Text shown ->
**********

Probably the Evangelist had this
contrast in his thoughts when he
wrote the singular clause,
‘Jesus came’ (from Jerusalem, in
the centre of Judea) ‘into the
land of Judea,’ and baptized
there. He also assigns a reason
for the remarkable choice of a
place by the Baptist, in the
words, ‘because there was much
water there;’ and when he goes
on to say, ‘and they came and
were baptized,’ it seems as if
he meant—‘it succeeded, though
it seemed hazardous,—persons
presented themselves for baptism
even here.’ Also, the fact, that
a Jew4 disputed with some
disciples of John about the
baptism of purification,5
appears to indicate that this
Jew had some objection to make
to the validity of the rite
administered by the Baptist.
Probably he gave the preference
to the rite which the disciples
of Jesus administered, because
it was performed in the land of
Judea. But, lastly, it might
naturally be expected that the
man who was destined to devote
his life to God as the
forerunner of Christ, the great
restorer of all Israelites, and
in truth of all nations, would
at least take the first steps in
his office, to pass beyond the
bounds of an exclusive Judaism.

**********

To-do list ->
**A.** Using only the passage, say whether each statement agrees with it, answering yes or no and quoting the deciding words exactly. (i) The Evangelist gives much water as the reason for the Baptist's choice of place. (ii) No one came to the Baptist for baptism at that place. (iii) The Jew probably preferred the rite administered by the disciples of Jesus.
**B.** Rewrite the part of the passage starting with "Probably he gave" and going on through "an exclusive Judaism.", putting "herald" in place of "forerunner".

Supplied information ->
**********

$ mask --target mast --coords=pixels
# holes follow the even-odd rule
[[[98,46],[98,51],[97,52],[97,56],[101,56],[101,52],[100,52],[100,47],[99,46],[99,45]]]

**********

Solutions to the problems ->
**A.**
(i) Yes: "because there was much water there"
(ii) No: "persons presented themselves for baptism even here."
(iii) Yes: "Probably he gave the preference to the rite which the disciples of Jesus administered"

**B.**
Probably he gave the preference
to the rite which the disciples
of Jesus administered, because
it was performed in the land of
Judea. But, lastly, it might
naturally be expected that the
man who was destined to devote
his life to God as the
herald of Christ, the great
restorer of all Israelites, and
in truth of all nations, would
at least take the first steps in
his office, to pass beyond the
bounds of an exclusive Judaism.